- **SUPPLIED MATERIAL**
· · · ·

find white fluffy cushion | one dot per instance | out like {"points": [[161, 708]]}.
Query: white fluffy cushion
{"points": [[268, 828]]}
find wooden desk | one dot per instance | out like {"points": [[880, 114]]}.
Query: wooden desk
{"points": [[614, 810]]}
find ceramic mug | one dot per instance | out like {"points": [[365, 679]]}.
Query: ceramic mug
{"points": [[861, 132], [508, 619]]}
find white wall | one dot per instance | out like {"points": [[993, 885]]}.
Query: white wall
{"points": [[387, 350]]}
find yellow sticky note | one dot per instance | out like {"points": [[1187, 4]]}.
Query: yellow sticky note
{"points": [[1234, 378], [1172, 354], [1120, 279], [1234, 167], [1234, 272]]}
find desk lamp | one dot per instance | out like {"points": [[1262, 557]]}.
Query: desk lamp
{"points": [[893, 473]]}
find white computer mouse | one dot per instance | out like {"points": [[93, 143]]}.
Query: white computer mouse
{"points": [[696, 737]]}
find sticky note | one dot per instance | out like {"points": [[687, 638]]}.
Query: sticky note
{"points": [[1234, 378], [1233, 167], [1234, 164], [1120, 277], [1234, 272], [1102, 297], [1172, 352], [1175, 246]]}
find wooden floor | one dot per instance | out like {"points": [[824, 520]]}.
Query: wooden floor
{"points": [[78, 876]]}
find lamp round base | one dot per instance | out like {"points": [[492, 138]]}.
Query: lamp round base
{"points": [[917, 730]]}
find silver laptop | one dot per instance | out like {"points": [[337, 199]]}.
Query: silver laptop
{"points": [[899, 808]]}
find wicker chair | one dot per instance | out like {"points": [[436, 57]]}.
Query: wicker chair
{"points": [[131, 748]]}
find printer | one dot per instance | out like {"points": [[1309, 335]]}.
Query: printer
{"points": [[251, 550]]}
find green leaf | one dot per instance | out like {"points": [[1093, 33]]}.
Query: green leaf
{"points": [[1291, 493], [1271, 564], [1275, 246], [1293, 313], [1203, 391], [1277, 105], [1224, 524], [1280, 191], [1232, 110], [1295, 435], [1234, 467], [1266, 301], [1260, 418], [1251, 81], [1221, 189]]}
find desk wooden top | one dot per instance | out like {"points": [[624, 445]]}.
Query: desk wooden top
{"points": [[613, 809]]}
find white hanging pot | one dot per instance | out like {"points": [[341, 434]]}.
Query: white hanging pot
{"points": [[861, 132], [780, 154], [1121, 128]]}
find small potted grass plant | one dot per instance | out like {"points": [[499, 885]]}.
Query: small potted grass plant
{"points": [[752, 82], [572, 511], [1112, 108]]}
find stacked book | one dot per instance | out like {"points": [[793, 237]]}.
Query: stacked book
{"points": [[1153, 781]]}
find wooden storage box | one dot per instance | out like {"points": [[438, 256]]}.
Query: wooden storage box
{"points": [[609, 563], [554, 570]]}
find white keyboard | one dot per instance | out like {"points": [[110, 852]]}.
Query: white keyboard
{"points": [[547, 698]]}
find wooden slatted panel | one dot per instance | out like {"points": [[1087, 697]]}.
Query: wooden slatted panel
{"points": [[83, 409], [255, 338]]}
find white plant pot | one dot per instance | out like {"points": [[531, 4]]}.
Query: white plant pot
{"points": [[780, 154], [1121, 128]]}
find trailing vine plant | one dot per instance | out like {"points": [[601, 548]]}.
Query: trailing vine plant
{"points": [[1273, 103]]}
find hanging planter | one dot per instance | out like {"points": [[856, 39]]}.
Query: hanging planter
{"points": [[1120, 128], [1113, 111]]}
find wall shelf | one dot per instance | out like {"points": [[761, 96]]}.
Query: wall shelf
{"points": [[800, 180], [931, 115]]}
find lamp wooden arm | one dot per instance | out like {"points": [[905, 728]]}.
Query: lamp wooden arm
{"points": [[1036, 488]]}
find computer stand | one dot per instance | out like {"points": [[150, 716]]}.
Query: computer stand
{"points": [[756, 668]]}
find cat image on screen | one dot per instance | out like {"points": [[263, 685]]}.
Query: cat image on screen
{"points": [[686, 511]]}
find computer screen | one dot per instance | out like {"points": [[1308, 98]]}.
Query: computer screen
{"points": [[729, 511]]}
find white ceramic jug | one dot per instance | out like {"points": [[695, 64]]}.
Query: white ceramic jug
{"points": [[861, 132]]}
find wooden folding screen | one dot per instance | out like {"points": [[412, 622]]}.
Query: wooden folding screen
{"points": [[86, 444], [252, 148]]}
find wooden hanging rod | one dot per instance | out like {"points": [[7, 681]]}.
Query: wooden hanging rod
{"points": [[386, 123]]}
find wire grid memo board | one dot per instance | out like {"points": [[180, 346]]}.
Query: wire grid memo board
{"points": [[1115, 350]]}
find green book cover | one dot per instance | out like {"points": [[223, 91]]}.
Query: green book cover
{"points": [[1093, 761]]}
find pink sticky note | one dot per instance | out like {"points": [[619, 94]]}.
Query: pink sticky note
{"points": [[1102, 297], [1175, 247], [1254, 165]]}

· · · ·

Repeat, word for word, the lines above between the line holding "find trailing vine" and the line holding "find wall shelf", inclusive; omit everything else.

- **WORKED SOLUTION**
find trailing vine plant | one dot per instance | out like {"points": [[601, 548]]}.
Query: trailing vine plant
{"points": [[1273, 103]]}
find hanging planter | one dot per instance | out like {"points": [[856, 39]]}.
Query: hanging planter
{"points": [[1120, 128], [1113, 111]]}
find wall shelf | one dot per instance | out like {"points": [[761, 96]]}.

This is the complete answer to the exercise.